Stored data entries
*** Block opens ***
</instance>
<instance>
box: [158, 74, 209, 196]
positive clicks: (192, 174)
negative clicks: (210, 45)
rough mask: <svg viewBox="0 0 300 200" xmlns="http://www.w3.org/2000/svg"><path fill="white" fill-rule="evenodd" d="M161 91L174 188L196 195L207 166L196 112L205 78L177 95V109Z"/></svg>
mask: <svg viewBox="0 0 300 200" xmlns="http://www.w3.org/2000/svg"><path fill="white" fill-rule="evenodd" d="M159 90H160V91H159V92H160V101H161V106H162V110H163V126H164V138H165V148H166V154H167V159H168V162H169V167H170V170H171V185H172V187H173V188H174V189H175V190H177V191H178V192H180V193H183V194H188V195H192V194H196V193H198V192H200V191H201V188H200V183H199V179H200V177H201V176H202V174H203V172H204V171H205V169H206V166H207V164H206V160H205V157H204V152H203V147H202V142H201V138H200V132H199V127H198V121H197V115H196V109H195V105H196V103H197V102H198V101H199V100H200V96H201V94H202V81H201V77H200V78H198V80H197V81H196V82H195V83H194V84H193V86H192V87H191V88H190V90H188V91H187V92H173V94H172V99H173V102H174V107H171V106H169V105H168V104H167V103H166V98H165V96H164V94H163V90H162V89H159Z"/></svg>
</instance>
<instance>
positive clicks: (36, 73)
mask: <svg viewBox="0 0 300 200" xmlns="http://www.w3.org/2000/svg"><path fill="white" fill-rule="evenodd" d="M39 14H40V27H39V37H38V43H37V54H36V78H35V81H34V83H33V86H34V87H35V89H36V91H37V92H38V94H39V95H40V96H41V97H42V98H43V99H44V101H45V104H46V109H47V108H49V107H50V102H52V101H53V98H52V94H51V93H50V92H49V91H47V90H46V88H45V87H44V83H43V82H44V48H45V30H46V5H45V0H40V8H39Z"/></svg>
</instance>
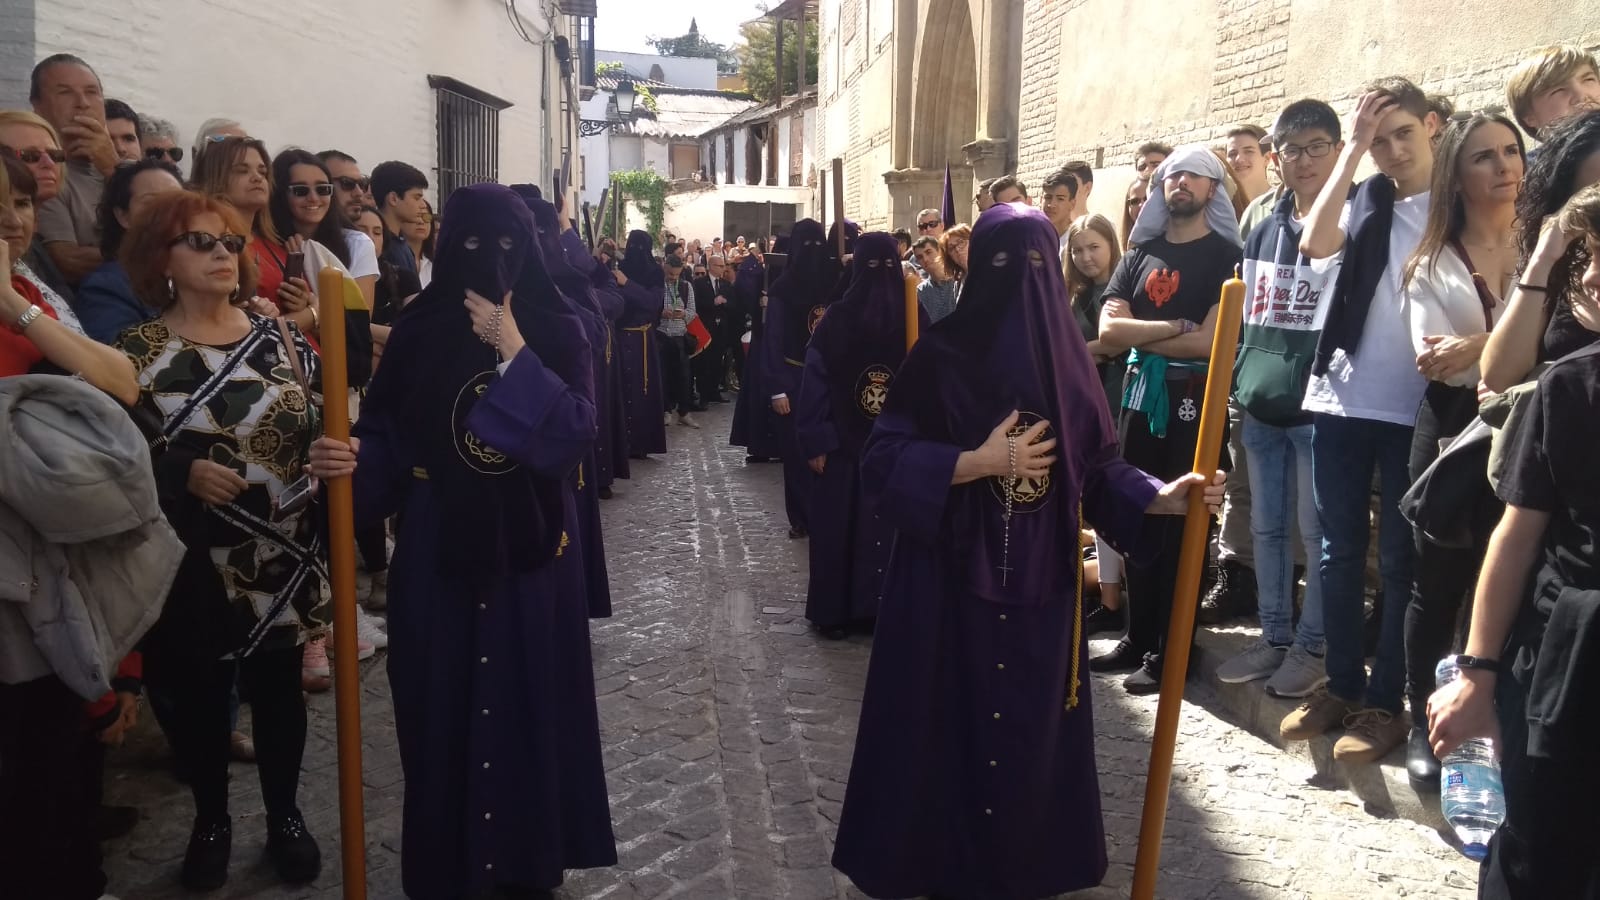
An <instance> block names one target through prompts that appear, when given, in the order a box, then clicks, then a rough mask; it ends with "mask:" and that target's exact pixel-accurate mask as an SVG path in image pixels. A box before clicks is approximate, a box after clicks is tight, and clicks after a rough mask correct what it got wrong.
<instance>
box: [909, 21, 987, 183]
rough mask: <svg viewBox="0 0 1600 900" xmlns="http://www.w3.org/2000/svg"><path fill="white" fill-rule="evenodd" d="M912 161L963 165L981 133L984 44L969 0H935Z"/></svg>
*** Block closes ***
**Problem**
Could you extract, copying each line exactly, the stretch from the start of the records through the line containing "91L174 188L196 195L207"?

**Response for this exercise**
</instance>
<instance>
box: [158, 74, 209, 196]
positive clicks: (192, 174)
negative clicks: (210, 45)
rough mask: <svg viewBox="0 0 300 200" xmlns="http://www.w3.org/2000/svg"><path fill="white" fill-rule="evenodd" d="M161 91L174 188L196 195L207 166L196 112L205 78L177 95V109Z"/></svg>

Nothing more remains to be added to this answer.